[Assigned task A] Rewrite the paragraph of the mental health account that begins "My care team decided to transfer me" so it is shorter but keeps its main facts.
[Assigned task B] From the mental health account, extract word for word the part that begins at "I was in middle" and stops after "weeks into months.".

[Passage shown]
....................
I was in middle school when my mental health started deteriorating. Every day I would hide under tables, cover my ears, or hit my head. I would lash out at anyone who tried to help me. I was anxious 24/7. But I kept denying what was happening. I told myself that I was fine, that I was just going through a rough couple of days. Then days turned into weeks, and weeks into months.
Going into my eighth grade trip to Washington D.C., I was not doing great. I couldn’t sleep on that trip and would scratch my hands and arms raw every night. I was supposed to fly back with my class, but after getting a bloody nose in the airport, I lost it. The little control I was keeping over my brain broke and a full-fledged panic attack came on. I had to go to the hospital with my teachers and stay an extra night. But I recovered quickly and was able to fly back to Seattle the next day.
My freshman year, my brain couldn’t take any more pressure. On January 10, 2013, I broke again, much like the time in D.C., but this time I wasn’t able to bounce back. I was taken to the Inpatient Psychiatric Unit (IPU) at Seattle Children’s (now called the Psychiatry and Behavioral Medicine Unit, or PBMU). When I was first admitted, I couldn’t perform basic functions such as reading, eating or walking. My brain had decided to take a vacation and leave me hanging. It felt like every week I had a new diagnosis and a new treatment plan.
For the IPU, a “long stay” was considered two weeks. Yet after three months of being on the unit, I wasn’t getting better, I was getting worse.
My care team decided to transfer me to a long term residential behavioral treatment center in Tacoma. I spent the next year-and-a-half there. It took a long time, 612 days to be exact, before I was finally able to go home. But it wasn’t all peachy when I got home. I had a couple shorter stays at the IPU, but each time I got stronger, and each time I found something new to fight for.
My mental health mission
Mental health is something that affects everyone. Whether it is a bad mental health day or a mental health disorder, it is something we all will have to face at some point in our life. Mental health disorders and illness do not discriminate. It is an open door that any of us could walk through at any point in life. I know when I walked through that door, it felt like a train hitting me at full speed.
Throughout the years I have learned many things, but I think the most important has been that at the end of the day material things don’t matter. It doesn’t matter what kind of car you drive, what house you live in, or how many digits your bank account reaches. What matters is the relationships we have and the bonds we’ve worked so hard to build. We have to take care of each other.
....................
[The data]

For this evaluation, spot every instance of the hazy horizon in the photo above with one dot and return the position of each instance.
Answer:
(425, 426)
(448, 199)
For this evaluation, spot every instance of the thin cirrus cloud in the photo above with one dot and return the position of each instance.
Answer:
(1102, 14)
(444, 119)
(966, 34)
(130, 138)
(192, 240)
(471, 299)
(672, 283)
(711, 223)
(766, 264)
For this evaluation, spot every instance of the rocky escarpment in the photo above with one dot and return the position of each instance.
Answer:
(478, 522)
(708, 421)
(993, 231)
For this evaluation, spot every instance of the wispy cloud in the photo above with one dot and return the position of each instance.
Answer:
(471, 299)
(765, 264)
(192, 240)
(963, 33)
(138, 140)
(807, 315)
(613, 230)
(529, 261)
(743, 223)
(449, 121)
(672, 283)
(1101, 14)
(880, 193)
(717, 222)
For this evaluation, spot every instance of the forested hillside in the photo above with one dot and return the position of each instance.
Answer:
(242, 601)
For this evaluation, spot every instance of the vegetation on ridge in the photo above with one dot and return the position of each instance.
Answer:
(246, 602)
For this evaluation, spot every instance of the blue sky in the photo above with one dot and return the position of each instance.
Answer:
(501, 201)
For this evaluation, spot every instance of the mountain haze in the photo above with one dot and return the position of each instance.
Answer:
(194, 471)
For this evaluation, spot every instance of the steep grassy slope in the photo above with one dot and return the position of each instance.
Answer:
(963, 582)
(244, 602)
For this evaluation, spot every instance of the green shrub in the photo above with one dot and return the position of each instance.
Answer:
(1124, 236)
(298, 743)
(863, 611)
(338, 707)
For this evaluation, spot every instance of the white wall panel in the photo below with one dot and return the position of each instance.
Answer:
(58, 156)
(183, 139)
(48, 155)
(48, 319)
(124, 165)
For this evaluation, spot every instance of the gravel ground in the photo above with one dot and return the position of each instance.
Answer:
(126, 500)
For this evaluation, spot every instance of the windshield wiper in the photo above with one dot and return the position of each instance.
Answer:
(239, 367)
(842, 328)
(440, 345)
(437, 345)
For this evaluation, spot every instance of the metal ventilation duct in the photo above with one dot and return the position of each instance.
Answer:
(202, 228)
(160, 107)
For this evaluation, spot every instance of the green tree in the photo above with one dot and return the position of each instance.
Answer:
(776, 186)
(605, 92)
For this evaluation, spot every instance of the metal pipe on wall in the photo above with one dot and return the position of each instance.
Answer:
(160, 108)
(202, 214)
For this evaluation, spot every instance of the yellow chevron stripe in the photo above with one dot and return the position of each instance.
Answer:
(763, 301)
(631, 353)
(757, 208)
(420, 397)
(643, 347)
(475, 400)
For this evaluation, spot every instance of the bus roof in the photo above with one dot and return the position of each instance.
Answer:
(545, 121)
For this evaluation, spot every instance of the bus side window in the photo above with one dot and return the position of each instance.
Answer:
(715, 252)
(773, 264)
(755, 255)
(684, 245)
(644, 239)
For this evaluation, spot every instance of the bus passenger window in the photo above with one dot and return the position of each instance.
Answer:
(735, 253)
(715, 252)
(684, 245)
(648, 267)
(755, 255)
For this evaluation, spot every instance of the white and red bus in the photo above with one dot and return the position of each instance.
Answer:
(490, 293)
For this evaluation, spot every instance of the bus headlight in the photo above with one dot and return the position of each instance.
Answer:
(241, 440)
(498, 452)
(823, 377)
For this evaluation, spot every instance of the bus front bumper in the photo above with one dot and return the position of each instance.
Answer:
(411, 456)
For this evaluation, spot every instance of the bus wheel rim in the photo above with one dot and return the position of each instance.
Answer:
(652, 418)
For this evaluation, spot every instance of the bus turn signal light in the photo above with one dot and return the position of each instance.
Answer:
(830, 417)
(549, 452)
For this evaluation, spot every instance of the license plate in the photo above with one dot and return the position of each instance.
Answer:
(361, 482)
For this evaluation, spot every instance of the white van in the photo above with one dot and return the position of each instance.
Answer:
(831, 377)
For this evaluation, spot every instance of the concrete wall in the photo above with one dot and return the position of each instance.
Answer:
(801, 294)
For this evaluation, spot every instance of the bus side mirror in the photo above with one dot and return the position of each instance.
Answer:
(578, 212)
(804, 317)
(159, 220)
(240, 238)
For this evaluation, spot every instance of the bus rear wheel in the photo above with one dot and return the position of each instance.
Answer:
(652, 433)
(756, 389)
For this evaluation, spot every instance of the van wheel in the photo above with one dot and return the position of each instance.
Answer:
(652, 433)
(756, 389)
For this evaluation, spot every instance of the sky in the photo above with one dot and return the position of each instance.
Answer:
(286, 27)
....................
[Your solution A] My care team moved me to a long-term residential behavioral treatment center in Tacoma, where I stayed a year and a half, 612 days, before going home. Home wasn't easy at first, and I had a couple of shorter IPU stays. Each one made me stronger and gave me something new to fight for.

[Your solution B]
I was in middle school when my mental health started deteriorating. Every day I would hide under tables, cover my ears, or hit my head. I would lash out at anyone who tried to help me. I was anxious 24/7. But I kept denying what was happening. I told myself that I was fine, that I was just going through a rough couple of days. Then days turned into weeks, and weeks into months.